• Instructions to follow: Reproduce the items starting at the line that contains "Pick out the photographer." and ending at the last line of the items, keeping the requests and scaling every coordinate in the answers by 0.9, rounded to whole numbers with halves going up. Leave the pictures out of your answer.
>> Begin
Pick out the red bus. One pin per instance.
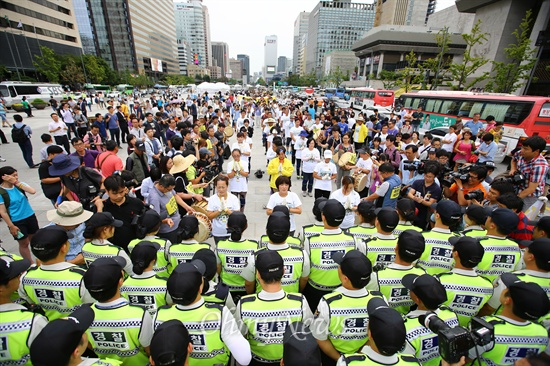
(362, 98)
(523, 116)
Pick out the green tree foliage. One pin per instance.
(460, 72)
(520, 60)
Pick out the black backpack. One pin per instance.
(18, 134)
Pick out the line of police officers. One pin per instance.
(367, 288)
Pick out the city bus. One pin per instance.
(362, 98)
(523, 116)
(13, 91)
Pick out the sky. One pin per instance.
(243, 24)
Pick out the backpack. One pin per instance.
(18, 134)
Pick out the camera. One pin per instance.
(456, 342)
(475, 195)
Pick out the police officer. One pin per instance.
(264, 317)
(296, 261)
(501, 254)
(120, 331)
(233, 253)
(19, 327)
(148, 226)
(517, 333)
(438, 255)
(341, 317)
(212, 343)
(387, 280)
(55, 285)
(467, 291)
(381, 245)
(63, 341)
(145, 288)
(187, 247)
(428, 294)
(386, 337)
(320, 248)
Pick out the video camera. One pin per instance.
(456, 342)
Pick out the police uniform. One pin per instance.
(264, 317)
(183, 252)
(467, 292)
(388, 281)
(161, 266)
(92, 250)
(438, 255)
(233, 257)
(58, 288)
(296, 261)
(146, 290)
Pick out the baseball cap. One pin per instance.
(299, 346)
(505, 219)
(412, 243)
(386, 326)
(169, 343)
(530, 300)
(66, 333)
(448, 209)
(354, 265)
(104, 273)
(10, 269)
(334, 212)
(269, 262)
(388, 218)
(428, 289)
(470, 251)
(540, 248)
(50, 237)
(185, 280)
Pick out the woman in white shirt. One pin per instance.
(310, 158)
(220, 206)
(286, 198)
(237, 171)
(349, 199)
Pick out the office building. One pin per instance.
(192, 34)
(404, 12)
(328, 32)
(220, 57)
(300, 30)
(27, 25)
(270, 57)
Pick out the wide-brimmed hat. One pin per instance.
(69, 213)
(181, 163)
(63, 164)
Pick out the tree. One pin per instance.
(48, 64)
(460, 72)
(510, 75)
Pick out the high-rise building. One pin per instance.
(220, 57)
(328, 32)
(193, 34)
(270, 57)
(300, 29)
(404, 12)
(27, 25)
(126, 39)
(246, 65)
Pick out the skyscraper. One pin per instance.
(193, 34)
(327, 32)
(270, 57)
(220, 56)
(300, 29)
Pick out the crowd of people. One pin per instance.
(408, 226)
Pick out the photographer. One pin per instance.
(459, 191)
(533, 166)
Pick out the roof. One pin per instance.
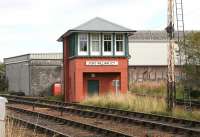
>> End
• Answer:
Pick out the photographer. One pin per instance.
(413, 172)
(480, 149)
Pick out the roof. One pin per instance.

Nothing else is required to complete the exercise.